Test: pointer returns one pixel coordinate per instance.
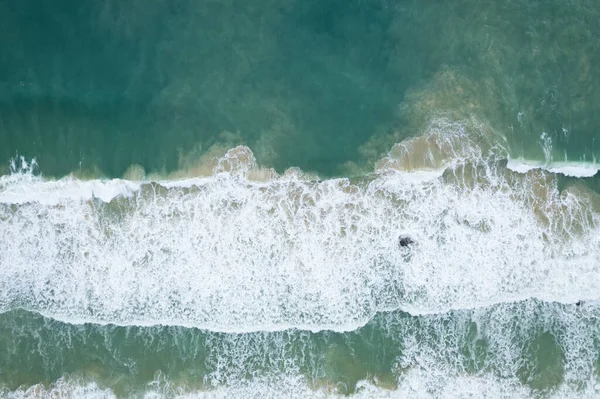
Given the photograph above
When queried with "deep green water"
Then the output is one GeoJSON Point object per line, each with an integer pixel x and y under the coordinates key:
{"type": "Point", "coordinates": [106, 84]}
{"type": "Point", "coordinates": [421, 119]}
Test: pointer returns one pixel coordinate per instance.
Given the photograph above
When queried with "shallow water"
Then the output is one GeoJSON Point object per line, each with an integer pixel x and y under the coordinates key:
{"type": "Point", "coordinates": [207, 199]}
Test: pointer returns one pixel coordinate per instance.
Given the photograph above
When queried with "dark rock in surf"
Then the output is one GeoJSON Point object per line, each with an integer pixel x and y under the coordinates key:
{"type": "Point", "coordinates": [405, 241]}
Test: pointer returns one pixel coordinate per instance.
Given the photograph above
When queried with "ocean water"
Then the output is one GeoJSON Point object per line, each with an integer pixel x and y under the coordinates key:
{"type": "Point", "coordinates": [359, 198]}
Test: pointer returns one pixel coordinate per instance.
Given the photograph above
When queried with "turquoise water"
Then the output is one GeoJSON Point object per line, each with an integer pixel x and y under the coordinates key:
{"type": "Point", "coordinates": [364, 198]}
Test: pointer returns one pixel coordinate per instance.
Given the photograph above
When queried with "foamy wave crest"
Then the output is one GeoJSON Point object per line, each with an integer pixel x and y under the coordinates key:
{"type": "Point", "coordinates": [416, 384]}
{"type": "Point", "coordinates": [567, 169]}
{"type": "Point", "coordinates": [229, 253]}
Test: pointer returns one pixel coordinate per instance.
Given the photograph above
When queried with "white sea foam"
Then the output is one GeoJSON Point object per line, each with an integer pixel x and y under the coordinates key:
{"type": "Point", "coordinates": [417, 384]}
{"type": "Point", "coordinates": [564, 168]}
{"type": "Point", "coordinates": [228, 254]}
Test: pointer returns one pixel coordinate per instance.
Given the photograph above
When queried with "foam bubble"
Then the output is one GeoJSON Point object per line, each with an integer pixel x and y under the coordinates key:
{"type": "Point", "coordinates": [227, 253]}
{"type": "Point", "coordinates": [416, 384]}
{"type": "Point", "coordinates": [564, 168]}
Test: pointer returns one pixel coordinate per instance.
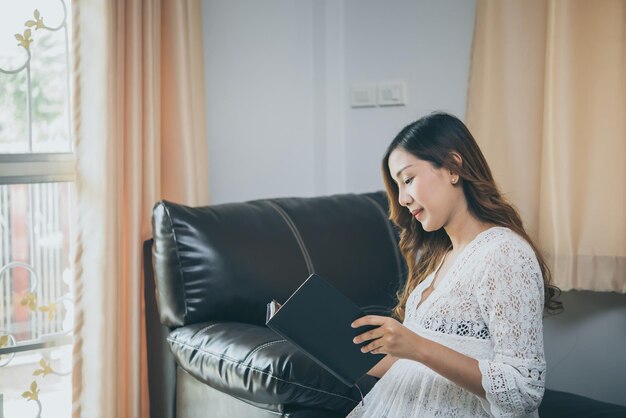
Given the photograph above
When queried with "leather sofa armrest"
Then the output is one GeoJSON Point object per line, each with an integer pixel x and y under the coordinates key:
{"type": "Point", "coordinates": [254, 364]}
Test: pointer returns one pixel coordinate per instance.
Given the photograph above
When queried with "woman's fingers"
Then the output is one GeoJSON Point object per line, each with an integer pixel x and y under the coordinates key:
{"type": "Point", "coordinates": [369, 335]}
{"type": "Point", "coordinates": [369, 320]}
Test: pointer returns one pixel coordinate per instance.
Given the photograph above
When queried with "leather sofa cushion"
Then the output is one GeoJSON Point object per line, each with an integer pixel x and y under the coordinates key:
{"type": "Point", "coordinates": [558, 404]}
{"type": "Point", "coordinates": [226, 262]}
{"type": "Point", "coordinates": [254, 364]}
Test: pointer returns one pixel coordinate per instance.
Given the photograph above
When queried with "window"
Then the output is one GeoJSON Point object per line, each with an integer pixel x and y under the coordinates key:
{"type": "Point", "coordinates": [36, 209]}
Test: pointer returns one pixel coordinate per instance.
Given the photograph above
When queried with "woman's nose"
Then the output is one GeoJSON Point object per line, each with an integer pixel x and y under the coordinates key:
{"type": "Point", "coordinates": [404, 199]}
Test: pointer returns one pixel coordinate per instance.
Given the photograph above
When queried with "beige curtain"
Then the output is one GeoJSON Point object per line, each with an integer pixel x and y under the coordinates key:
{"type": "Point", "coordinates": [140, 137]}
{"type": "Point", "coordinates": [547, 104]}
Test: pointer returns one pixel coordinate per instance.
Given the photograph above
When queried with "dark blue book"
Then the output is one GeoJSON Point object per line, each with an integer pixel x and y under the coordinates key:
{"type": "Point", "coordinates": [316, 318]}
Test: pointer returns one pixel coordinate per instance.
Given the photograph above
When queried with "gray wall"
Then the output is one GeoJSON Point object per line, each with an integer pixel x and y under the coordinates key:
{"type": "Point", "coordinates": [586, 346]}
{"type": "Point", "coordinates": [278, 74]}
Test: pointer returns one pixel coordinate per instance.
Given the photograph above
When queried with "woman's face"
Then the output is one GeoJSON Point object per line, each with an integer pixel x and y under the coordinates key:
{"type": "Point", "coordinates": [426, 191]}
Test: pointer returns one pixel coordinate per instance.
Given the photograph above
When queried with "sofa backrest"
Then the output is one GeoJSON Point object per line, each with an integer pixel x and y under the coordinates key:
{"type": "Point", "coordinates": [226, 262]}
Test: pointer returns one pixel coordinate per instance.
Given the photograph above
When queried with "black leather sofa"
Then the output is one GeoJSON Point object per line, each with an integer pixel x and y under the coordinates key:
{"type": "Point", "coordinates": [209, 273]}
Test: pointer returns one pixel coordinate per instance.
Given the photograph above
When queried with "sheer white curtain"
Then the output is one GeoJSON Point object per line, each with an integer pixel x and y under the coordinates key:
{"type": "Point", "coordinates": [547, 103]}
{"type": "Point", "coordinates": [139, 123]}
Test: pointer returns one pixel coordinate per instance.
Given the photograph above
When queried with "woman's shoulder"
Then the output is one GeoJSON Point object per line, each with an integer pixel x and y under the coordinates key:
{"type": "Point", "coordinates": [503, 244]}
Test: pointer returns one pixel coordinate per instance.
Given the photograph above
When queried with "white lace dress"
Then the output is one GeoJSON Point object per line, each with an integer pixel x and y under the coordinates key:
{"type": "Point", "coordinates": [488, 306]}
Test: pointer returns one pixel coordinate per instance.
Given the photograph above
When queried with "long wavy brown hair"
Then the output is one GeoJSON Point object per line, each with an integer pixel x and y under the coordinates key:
{"type": "Point", "coordinates": [435, 138]}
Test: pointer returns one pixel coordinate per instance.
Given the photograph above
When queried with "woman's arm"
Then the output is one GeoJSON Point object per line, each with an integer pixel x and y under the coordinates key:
{"type": "Point", "coordinates": [382, 366]}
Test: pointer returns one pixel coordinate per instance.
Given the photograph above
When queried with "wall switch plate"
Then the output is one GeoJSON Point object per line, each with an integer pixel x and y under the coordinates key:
{"type": "Point", "coordinates": [363, 95]}
{"type": "Point", "coordinates": [392, 93]}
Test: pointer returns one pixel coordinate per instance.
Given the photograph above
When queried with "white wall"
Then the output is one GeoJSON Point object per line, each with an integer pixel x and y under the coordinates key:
{"type": "Point", "coordinates": [279, 124]}
{"type": "Point", "coordinates": [425, 43]}
{"type": "Point", "coordinates": [259, 88]}
{"type": "Point", "coordinates": [277, 79]}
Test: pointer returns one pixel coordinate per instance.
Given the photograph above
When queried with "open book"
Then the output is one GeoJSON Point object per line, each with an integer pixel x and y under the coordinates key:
{"type": "Point", "coordinates": [316, 318]}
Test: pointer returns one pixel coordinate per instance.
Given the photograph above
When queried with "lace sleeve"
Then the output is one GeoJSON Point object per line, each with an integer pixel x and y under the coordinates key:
{"type": "Point", "coordinates": [510, 296]}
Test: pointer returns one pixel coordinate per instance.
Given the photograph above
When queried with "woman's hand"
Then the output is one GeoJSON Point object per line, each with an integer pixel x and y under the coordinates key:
{"type": "Point", "coordinates": [391, 337]}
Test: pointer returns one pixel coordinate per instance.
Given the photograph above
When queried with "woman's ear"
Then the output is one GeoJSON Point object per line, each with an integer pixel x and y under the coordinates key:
{"type": "Point", "coordinates": [458, 162]}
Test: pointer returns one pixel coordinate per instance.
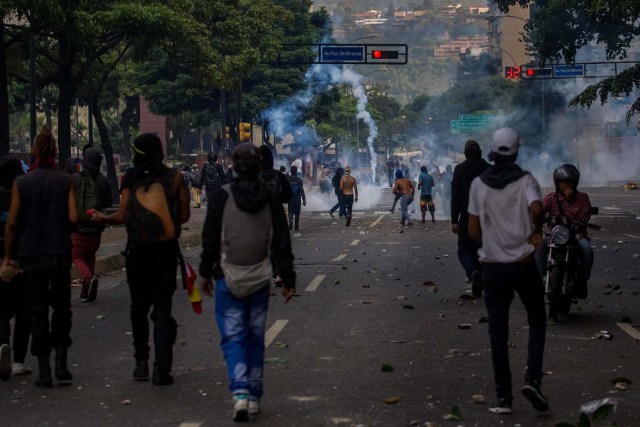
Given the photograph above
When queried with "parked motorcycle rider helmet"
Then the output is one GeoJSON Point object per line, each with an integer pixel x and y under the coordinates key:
{"type": "Point", "coordinates": [566, 172]}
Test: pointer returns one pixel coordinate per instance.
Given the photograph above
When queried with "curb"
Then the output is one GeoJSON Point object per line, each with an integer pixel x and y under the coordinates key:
{"type": "Point", "coordinates": [116, 261]}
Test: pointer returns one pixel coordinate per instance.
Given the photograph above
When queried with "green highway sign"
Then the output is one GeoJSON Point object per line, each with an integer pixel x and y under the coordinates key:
{"type": "Point", "coordinates": [472, 123]}
{"type": "Point", "coordinates": [455, 127]}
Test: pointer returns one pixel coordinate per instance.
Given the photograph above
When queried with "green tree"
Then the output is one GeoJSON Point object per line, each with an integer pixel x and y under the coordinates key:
{"type": "Point", "coordinates": [73, 38]}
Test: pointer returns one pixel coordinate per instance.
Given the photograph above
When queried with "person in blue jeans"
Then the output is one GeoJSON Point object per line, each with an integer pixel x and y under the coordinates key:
{"type": "Point", "coordinates": [253, 223]}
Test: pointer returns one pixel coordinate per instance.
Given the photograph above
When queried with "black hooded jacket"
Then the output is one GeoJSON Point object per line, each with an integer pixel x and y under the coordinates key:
{"type": "Point", "coordinates": [276, 181]}
{"type": "Point", "coordinates": [250, 195]}
{"type": "Point", "coordinates": [91, 160]}
{"type": "Point", "coordinates": [463, 175]}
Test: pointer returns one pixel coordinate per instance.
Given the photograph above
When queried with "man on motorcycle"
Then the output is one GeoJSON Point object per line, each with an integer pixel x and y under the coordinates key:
{"type": "Point", "coordinates": [575, 205]}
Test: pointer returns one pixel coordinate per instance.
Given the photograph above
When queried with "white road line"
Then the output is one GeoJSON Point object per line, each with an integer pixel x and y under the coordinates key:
{"type": "Point", "coordinates": [273, 332]}
{"type": "Point", "coordinates": [315, 283]}
{"type": "Point", "coordinates": [339, 257]}
{"type": "Point", "coordinates": [376, 221]}
{"type": "Point", "coordinates": [635, 334]}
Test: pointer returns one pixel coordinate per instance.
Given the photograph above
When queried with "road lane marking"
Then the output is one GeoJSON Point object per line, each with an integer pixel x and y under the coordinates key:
{"type": "Point", "coordinates": [339, 257]}
{"type": "Point", "coordinates": [631, 235]}
{"type": "Point", "coordinates": [315, 283]}
{"type": "Point", "coordinates": [376, 221]}
{"type": "Point", "coordinates": [635, 334]}
{"type": "Point", "coordinates": [273, 332]}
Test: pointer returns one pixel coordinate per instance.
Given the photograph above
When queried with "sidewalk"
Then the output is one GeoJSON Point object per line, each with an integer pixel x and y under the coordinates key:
{"type": "Point", "coordinates": [114, 240]}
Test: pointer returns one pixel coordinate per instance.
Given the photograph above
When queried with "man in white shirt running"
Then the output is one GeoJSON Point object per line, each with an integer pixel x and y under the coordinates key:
{"type": "Point", "coordinates": [505, 218]}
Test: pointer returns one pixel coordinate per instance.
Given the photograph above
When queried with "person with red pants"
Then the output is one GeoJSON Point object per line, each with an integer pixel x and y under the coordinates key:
{"type": "Point", "coordinates": [87, 234]}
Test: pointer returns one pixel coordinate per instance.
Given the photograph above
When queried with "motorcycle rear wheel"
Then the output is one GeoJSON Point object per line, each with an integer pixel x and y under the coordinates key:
{"type": "Point", "coordinates": [559, 302]}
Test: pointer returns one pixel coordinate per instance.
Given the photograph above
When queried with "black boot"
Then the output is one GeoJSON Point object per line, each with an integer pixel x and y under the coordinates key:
{"type": "Point", "coordinates": [62, 371]}
{"type": "Point", "coordinates": [44, 377]}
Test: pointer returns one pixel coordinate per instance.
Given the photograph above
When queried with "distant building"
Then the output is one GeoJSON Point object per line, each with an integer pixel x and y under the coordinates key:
{"type": "Point", "coordinates": [505, 35]}
{"type": "Point", "coordinates": [461, 45]}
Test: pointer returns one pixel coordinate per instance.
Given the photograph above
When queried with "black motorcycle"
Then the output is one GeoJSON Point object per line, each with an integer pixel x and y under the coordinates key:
{"type": "Point", "coordinates": [561, 276]}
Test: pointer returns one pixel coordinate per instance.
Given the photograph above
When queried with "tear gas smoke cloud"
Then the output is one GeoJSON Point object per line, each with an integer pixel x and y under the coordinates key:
{"type": "Point", "coordinates": [287, 117]}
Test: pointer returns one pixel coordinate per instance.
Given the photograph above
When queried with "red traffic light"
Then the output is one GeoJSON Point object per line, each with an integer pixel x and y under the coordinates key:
{"type": "Point", "coordinates": [384, 54]}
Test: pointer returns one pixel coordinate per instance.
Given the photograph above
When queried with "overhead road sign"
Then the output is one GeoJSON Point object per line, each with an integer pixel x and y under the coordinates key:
{"type": "Point", "coordinates": [467, 123]}
{"type": "Point", "coordinates": [342, 53]}
{"type": "Point", "coordinates": [336, 53]}
{"type": "Point", "coordinates": [601, 69]}
{"type": "Point", "coordinates": [576, 70]}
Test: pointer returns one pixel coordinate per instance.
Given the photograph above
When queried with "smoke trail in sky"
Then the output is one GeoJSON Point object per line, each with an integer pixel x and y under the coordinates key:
{"type": "Point", "coordinates": [287, 117]}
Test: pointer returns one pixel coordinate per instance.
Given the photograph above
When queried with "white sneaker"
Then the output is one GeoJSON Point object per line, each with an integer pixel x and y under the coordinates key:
{"type": "Point", "coordinates": [240, 407]}
{"type": "Point", "coordinates": [254, 405]}
{"type": "Point", "coordinates": [20, 369]}
{"type": "Point", "coordinates": [5, 362]}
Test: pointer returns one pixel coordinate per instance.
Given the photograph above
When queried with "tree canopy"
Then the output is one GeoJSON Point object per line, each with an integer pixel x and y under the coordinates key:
{"type": "Point", "coordinates": [560, 28]}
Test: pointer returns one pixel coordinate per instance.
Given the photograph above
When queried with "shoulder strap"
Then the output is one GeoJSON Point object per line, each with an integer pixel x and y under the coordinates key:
{"type": "Point", "coordinates": [559, 203]}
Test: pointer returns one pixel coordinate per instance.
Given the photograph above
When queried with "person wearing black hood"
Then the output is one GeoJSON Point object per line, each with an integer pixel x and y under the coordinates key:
{"type": "Point", "coordinates": [154, 203]}
{"type": "Point", "coordinates": [335, 181]}
{"type": "Point", "coordinates": [245, 223]}
{"type": "Point", "coordinates": [276, 181]}
{"type": "Point", "coordinates": [505, 219]}
{"type": "Point", "coordinates": [463, 174]}
{"type": "Point", "coordinates": [85, 239]}
{"type": "Point", "coordinates": [13, 290]}
{"type": "Point", "coordinates": [212, 175]}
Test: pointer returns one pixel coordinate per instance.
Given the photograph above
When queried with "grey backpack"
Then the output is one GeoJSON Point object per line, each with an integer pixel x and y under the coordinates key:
{"type": "Point", "coordinates": [245, 247]}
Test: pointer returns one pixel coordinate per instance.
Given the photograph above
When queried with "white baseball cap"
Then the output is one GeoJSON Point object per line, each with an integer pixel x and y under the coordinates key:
{"type": "Point", "coordinates": [506, 142]}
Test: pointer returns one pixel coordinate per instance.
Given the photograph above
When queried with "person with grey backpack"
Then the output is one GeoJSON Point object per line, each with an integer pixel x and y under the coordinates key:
{"type": "Point", "coordinates": [245, 224]}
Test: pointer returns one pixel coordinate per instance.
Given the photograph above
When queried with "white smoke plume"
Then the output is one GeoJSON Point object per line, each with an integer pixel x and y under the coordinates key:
{"type": "Point", "coordinates": [286, 117]}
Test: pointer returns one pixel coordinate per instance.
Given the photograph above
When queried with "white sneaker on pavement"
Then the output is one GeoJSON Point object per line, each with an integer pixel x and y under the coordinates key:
{"type": "Point", "coordinates": [241, 407]}
{"type": "Point", "coordinates": [20, 369]}
{"type": "Point", "coordinates": [254, 405]}
{"type": "Point", "coordinates": [5, 362]}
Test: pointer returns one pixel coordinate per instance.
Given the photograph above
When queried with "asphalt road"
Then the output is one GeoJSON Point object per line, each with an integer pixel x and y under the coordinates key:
{"type": "Point", "coordinates": [362, 303]}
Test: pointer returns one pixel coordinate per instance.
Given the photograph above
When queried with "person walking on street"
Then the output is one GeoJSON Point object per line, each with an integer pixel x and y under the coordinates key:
{"type": "Point", "coordinates": [252, 221]}
{"type": "Point", "coordinates": [278, 183]}
{"type": "Point", "coordinates": [196, 185]}
{"type": "Point", "coordinates": [349, 189]}
{"type": "Point", "coordinates": [38, 234]}
{"type": "Point", "coordinates": [297, 198]}
{"type": "Point", "coordinates": [405, 188]}
{"type": "Point", "coordinates": [425, 184]}
{"type": "Point", "coordinates": [92, 192]}
{"type": "Point", "coordinates": [505, 219]}
{"type": "Point", "coordinates": [153, 204]}
{"type": "Point", "coordinates": [13, 290]}
{"type": "Point", "coordinates": [445, 187]}
{"type": "Point", "coordinates": [212, 175]}
{"type": "Point", "coordinates": [396, 197]}
{"type": "Point", "coordinates": [463, 175]}
{"type": "Point", "coordinates": [335, 181]}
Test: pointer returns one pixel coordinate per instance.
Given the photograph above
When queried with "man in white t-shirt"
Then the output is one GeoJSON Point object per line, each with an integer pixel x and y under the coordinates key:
{"type": "Point", "coordinates": [505, 218]}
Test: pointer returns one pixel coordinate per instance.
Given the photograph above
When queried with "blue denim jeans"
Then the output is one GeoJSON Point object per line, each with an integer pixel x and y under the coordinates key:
{"type": "Point", "coordinates": [242, 326]}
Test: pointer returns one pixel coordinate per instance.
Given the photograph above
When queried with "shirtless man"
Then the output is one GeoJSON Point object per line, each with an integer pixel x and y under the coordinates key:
{"type": "Point", "coordinates": [348, 188]}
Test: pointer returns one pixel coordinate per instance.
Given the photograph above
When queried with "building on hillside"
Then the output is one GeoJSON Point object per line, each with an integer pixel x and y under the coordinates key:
{"type": "Point", "coordinates": [472, 44]}
{"type": "Point", "coordinates": [505, 35]}
{"type": "Point", "coordinates": [370, 14]}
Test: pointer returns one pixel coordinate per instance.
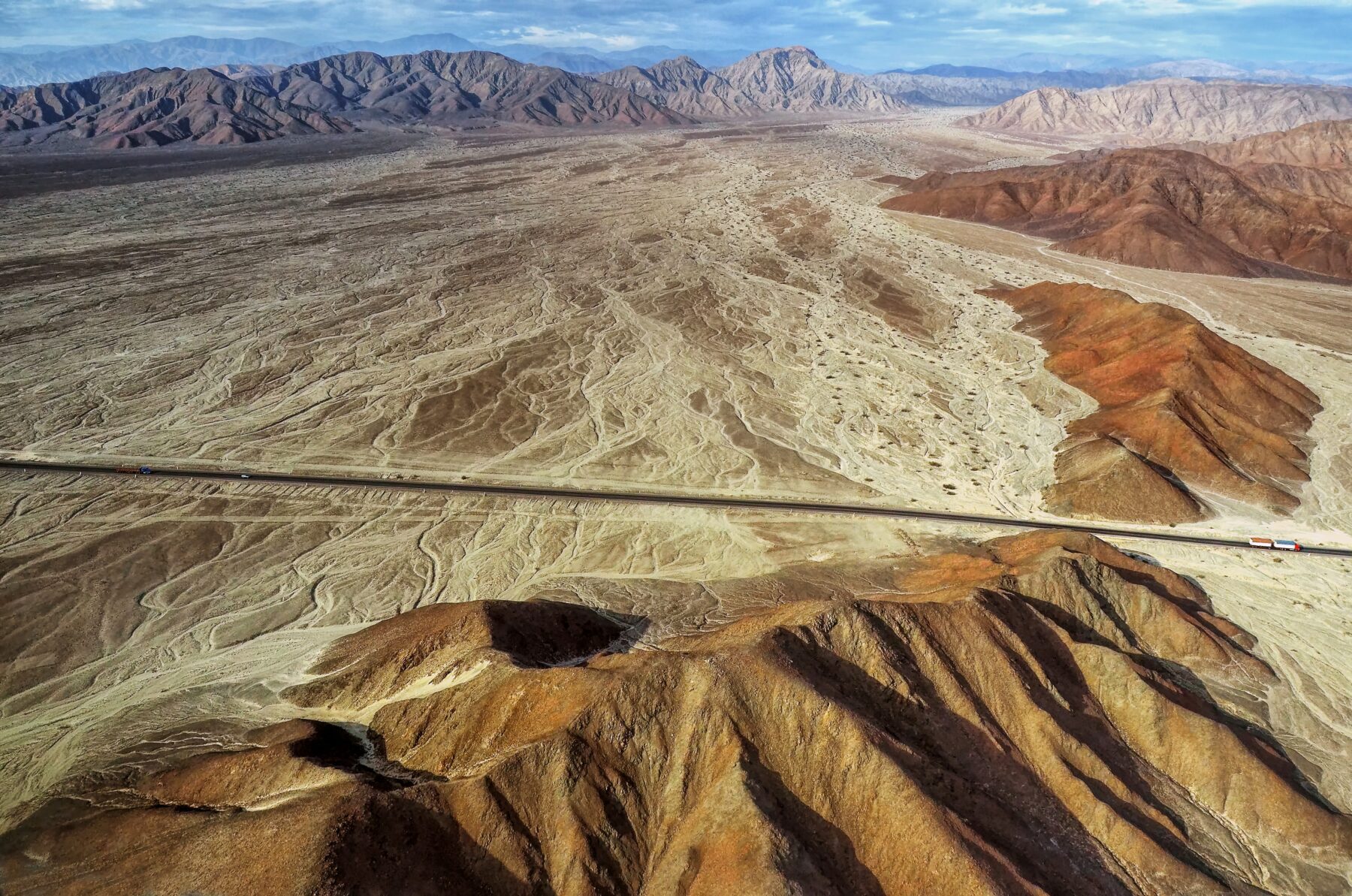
.....
Instruction: How many lines in the records above contain the word "backpack"? Reply with the number alone.

Solution to this problem: 2